__Selected passage__
------------------------

2. Our Implementation of Example-Based Machine Translation

Other EBMT systems operate on parse trees, or find the most similar complete sentence and modify its translation based on the differences between the sentence to be translated and the matched example. Because our system was designed from the outset to be one engine in a multi-engine translation system, we were able to use a different approach. Since the EBMT engine is not required to produce output for every word of the input -- one of the other engines can cover for it -- it can produce partial translations.

The basic EBMT system that we are generalizing performs partial exact matches against the examples it has been given, and relies on the multi-engine architecture to assemble the partial translations. Its training consists of indexing the source-language half of each translation example in an inverted index -- a listing, for every possible word, of all the locations at which the word occurs. When asked to perform a translation, it first finds every exactly-matching phrase in its database, regardless of any overlap with any other matches (it always selects the longest match in any particular translation example). To find the matching phrases using an inverted index, one simply retrieves the occurrence lists for the first two words, and determines which of the occurences of the first word are adjacent to an occurrence of the second word. Then one retrieves the occurrence list for the third word, and either extends the match or creates a new one where the third word appears adjacent to the second one in the example base. Repeat until the entire input text has been processed.

[Diagram of the EBMT Paradigm]
Figure 1: Our Approach to EBMT

Once all matching phrases have been found, the next step is to determine what portion of the target-language half of each matched example corresponds to the matched part of that example. If the entire example sentence has been matched, this correspondence is trivial to determine: it is the entire target-language half of the example. If only a portion of the example has been matched, the correspondence becomes much trickier -- finding the translation is then the equivalent of performing a word-level alignment between the two halves of the example, a problem which is still being actively researched by many people.

------------------------

__What is required__
Could you write the next part of the passage on example-based machine translation, picking up right after its last sentence?

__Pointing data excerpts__
------------------------

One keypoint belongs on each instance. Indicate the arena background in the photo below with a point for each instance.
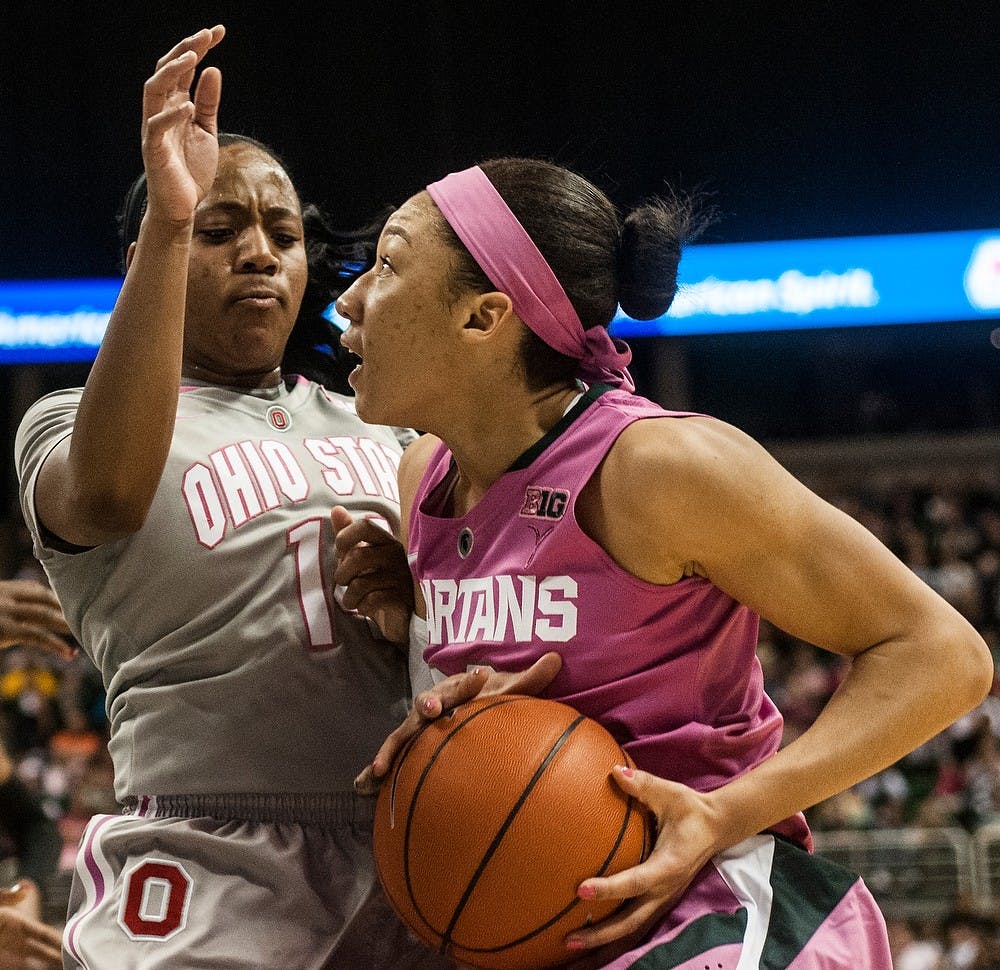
(799, 119)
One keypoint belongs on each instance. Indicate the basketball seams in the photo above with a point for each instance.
(499, 837)
(454, 888)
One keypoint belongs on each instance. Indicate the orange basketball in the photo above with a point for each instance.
(489, 820)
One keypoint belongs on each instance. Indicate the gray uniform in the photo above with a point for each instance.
(242, 699)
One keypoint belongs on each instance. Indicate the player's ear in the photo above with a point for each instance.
(489, 311)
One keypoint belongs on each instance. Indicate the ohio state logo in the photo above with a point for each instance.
(279, 418)
(544, 503)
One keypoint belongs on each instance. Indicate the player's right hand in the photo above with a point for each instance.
(449, 693)
(180, 146)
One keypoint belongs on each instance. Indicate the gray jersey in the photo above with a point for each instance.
(229, 666)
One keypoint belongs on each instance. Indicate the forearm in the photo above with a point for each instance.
(894, 698)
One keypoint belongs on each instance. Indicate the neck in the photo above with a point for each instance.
(495, 435)
(245, 382)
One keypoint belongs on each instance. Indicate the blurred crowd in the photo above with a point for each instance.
(54, 725)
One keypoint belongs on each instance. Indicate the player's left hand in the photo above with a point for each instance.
(687, 836)
(374, 574)
(449, 693)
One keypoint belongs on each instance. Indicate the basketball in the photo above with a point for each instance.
(490, 818)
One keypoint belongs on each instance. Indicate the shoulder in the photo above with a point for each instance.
(689, 448)
(414, 462)
(674, 495)
(46, 422)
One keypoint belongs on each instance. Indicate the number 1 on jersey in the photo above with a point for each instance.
(314, 593)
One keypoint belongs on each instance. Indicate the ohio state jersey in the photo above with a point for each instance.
(228, 664)
(671, 671)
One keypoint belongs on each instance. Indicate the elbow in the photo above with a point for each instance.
(969, 673)
(114, 515)
(95, 517)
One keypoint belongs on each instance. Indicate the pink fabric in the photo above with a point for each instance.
(853, 935)
(508, 256)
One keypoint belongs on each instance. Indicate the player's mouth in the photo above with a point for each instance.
(263, 298)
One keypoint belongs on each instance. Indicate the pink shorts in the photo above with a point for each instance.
(768, 905)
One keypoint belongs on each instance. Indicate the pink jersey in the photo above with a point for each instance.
(671, 671)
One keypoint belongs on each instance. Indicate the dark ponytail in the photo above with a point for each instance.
(600, 261)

------------------------

__Result of this task__
In our EBMT engine, we use a simple, heuristically-based word-level alignment algorithm which, while far from perfect, is nevertheless adequate for the task. The alignment algorithm starts by constructing a table of possible correspondences between individual words, based on a bilingual dictionary. Then, it examines the correspondence table to determine the shortest and longest possible translations of the matched chunk. For every contiguous substring of the longest possible translation that includes the shortest one, a set of simple scoring functions is applied, and the substring with the best score is declared the proper translation of the chunk. More details on the alignment algorithm will be given below.

For run-time efficiency, the EBMT engine does not actually process every single match -- some short common phrases such as "of the" can occur thousands of times in the example base. First, it looks at a maximum of eight matches for any particular phrase in the input, and second, it stops as soon as it finds one example for which the scoring metric indicates a perfect alignment between the source-language and target-language chunks (both of these numbers are set in the program's configuration file). The candidate matches are processed starting with the most recently added one, proceeding backwards to the candidate which was the earliest to be added to the example base. This ordering was selected to permit later additions to have priority over older examples, and supports the correction of translation errors by incremental addition of corrections to the indexed example base (including on-the-fly updates at run-time).

How efficient is the EBMT engine? Its run-time speed obviously depends on the speed of the computer on which it is run, and (less obviously) on the size of the example base -- run time increases approximately in proportion to the amount of text in the example base since the index grows in proportion and some additional phrases can be matched as the example base grows. Our typical configuration has an example base of 10 to 20 megabytes of text, which is sufficient for reasonably good coverage of unrestricted input texts. With example bases of such sizes, the engine can translate upwards of 500 words per minute on even the slowest Pentium processor, and 5000 or more words per minute on a 300 MHz UltraSPARC or Pentium II. This is easily fast enough for real-time translation of a conversation between two people who do not speak the same language.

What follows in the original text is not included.